**To be done:**
Return the passage of the garlic thread word for word, starting at "I read through" and ending at "(Feb 3, 2005)".

**Article:**
....

# Garlic



## unregistered5595 (Mar 3, 2003)

For sale or barter.
6 varieties, 5 hardneck type, 1 softneck type
More information here: http://tinyurl.com/qccrorq
Grown in Wisconsin
$14/lb plus shipping or cash on pick up
$2 discount/lb at 8 lbs.
$4 discount/lb at 14 lbs.
German Mountain
German Red
Kuty
Martin's <3lbs left
Oregon Blue <3lbs left
Russian Red <3lbs left
(in the order shown top left to right, down left to right, bottom left to right)


----------



## farmmaid (Jan 13, 2003)

I would like a pound of Martin's. What do you want for a trade?


----------



## unregistered5595 (Mar 3, 2003)

Something easy to ship, 1 oz silver dimes, beef sheep goat jerky, 2 pts different jams, dried or hard cheese, honey, homemade caramels (Hubs likes those), wool socks (men's shoe size 8), wool/cotton socks (women's shoe size 9)........more? What do you have to offer?

I read through a year of your postings to see what you do on your homestead and that is all I could think of. You probably have a better idea what you could offer. PM me if you like.


----------



## luvrulz (Feb 3, 2005)

How much of the Oregon blue left? Would prefer softneck!

....

Collected data
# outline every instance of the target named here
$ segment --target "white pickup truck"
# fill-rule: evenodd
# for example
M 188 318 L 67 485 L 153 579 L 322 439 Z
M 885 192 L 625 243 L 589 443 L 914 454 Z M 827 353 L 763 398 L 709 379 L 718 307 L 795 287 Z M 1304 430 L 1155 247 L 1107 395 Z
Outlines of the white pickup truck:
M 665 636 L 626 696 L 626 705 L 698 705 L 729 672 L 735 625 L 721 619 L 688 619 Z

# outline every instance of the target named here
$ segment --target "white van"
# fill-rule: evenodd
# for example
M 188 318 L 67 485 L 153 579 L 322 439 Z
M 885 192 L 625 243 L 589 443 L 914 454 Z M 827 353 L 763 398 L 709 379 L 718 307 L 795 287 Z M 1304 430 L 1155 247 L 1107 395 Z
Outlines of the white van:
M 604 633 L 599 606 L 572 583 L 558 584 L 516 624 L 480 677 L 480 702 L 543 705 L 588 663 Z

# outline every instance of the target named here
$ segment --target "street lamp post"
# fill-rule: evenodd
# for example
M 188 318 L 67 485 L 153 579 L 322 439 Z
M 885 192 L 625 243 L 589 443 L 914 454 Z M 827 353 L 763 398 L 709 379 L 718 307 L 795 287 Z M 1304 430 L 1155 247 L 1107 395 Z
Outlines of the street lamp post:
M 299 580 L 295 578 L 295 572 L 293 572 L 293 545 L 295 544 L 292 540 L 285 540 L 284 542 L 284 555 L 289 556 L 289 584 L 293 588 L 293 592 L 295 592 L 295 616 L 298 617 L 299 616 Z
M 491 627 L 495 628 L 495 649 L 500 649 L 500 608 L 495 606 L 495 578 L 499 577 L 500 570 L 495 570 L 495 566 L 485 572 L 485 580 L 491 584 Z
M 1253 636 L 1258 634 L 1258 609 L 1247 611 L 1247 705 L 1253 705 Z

....

**Exercise output:**
I read through a year of your postings to see what you do on your homestead and that is all I could think of. You probably have a better idea what you could offer. PM me if you like.


----------



## luvrulz (Feb 3, 2005)